Begin Input rows
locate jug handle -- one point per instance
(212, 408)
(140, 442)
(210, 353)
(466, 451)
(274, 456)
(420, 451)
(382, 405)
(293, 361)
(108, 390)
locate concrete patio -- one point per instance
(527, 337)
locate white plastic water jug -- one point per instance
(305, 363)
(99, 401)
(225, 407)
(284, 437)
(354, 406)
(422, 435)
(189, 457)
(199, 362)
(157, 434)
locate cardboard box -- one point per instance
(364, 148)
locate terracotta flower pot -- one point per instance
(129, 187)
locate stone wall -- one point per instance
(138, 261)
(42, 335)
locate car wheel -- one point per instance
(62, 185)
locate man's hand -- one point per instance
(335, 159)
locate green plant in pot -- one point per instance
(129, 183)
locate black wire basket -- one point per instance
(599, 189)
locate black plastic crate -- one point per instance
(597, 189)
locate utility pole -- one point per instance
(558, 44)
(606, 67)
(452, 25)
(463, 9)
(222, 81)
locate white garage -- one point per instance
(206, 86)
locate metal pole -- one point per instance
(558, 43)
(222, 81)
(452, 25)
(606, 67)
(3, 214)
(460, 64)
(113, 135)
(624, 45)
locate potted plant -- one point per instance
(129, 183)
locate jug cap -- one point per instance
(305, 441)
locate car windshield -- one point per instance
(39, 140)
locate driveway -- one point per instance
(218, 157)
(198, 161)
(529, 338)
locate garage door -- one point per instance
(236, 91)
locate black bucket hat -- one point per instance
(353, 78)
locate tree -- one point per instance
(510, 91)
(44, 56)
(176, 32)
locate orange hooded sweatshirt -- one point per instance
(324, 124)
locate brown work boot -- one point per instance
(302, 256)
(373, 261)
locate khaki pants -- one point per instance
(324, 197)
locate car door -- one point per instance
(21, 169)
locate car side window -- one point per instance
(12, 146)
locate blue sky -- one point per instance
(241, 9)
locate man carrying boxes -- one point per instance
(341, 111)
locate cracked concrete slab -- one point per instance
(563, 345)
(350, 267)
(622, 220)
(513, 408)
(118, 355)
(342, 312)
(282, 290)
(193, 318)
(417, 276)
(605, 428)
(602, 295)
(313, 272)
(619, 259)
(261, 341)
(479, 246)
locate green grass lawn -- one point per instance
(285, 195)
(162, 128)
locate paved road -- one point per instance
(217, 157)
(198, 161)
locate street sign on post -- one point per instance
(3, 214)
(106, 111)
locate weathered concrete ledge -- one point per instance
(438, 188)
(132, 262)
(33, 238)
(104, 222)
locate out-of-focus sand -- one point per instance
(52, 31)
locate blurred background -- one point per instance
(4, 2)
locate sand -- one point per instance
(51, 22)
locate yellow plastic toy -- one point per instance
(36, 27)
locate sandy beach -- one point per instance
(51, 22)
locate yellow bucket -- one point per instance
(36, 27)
End Input rows
Begin Input rows
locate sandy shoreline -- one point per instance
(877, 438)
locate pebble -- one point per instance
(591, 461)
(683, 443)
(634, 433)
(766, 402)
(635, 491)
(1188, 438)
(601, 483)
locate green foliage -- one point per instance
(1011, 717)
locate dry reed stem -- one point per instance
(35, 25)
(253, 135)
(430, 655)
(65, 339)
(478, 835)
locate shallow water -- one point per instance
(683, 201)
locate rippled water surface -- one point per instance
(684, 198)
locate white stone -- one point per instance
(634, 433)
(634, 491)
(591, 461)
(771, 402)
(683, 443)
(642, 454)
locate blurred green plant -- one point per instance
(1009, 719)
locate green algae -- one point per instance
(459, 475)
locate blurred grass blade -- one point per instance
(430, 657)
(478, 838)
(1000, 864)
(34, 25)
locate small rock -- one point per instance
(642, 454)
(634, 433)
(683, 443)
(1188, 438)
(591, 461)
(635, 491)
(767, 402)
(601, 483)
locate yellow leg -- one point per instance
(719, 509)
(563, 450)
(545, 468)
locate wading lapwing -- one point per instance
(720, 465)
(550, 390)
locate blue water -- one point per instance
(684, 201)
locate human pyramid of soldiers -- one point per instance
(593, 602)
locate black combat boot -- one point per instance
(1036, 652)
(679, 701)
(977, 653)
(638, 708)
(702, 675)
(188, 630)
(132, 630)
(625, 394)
End Input rows
Begin Input rows
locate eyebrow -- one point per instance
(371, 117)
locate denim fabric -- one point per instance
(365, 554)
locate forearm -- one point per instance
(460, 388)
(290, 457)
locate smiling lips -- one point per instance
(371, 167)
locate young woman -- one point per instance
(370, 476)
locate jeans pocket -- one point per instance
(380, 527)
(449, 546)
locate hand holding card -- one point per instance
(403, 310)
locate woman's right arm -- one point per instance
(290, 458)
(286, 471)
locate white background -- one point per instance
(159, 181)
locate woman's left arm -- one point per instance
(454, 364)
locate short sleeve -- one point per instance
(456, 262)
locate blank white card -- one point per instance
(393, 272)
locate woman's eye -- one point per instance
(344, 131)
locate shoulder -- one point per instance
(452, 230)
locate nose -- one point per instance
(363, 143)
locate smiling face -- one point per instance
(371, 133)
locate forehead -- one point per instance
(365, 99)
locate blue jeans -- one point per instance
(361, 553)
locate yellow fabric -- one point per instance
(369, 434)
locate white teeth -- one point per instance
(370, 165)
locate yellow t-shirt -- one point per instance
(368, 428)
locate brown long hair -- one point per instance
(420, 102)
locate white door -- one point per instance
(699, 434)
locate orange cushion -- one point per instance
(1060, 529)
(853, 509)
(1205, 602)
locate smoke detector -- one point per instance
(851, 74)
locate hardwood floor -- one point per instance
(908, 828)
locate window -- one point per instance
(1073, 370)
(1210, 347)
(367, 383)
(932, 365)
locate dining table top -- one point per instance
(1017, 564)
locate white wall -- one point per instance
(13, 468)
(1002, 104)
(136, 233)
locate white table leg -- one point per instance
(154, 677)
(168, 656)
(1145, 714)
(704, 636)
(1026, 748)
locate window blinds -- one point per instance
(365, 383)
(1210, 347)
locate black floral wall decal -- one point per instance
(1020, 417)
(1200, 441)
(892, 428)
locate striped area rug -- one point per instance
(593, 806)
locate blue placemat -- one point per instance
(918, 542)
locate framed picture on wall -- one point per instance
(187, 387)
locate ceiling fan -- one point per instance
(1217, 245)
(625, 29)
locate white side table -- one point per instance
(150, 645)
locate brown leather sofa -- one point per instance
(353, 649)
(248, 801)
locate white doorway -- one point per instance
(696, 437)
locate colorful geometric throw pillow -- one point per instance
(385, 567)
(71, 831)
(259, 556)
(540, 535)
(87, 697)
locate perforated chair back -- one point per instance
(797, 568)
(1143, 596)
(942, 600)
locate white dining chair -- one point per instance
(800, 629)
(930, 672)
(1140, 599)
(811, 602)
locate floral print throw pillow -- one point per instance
End Input rows
• _Exercise task_
Begin at the line of the items above that has "locate blank white" and stop after the line that has "(1205, 602)". Give those lines as a numbered list, leaving out any blank lines.

• _The output_
1. locate blank white card -- one point per instance
2. (393, 272)
3. locate woman's eye -- one point per instance
4. (344, 131)
5. locate shoulder -- one point per instance
6. (452, 230)
7. locate nose -- one point per instance
8. (363, 143)
9. locate smiling face -- one point per instance
10. (371, 133)
11. locate forehead -- one point per instance
12. (365, 99)
13. locate blue jeans -- one point per instance
14. (361, 553)
15. locate yellow fabric -- one point per instance
16. (369, 434)
17. locate white teeth -- one point per instance
18. (370, 165)
19. locate yellow t-shirt -- one point per instance
20. (368, 428)
21. locate brown long hair -- one point per instance
22. (420, 102)
23. locate white door -- one point per instance
24. (699, 434)
25. locate orange cushion -- one point per instance
26. (1060, 529)
27. (853, 509)
28. (1205, 602)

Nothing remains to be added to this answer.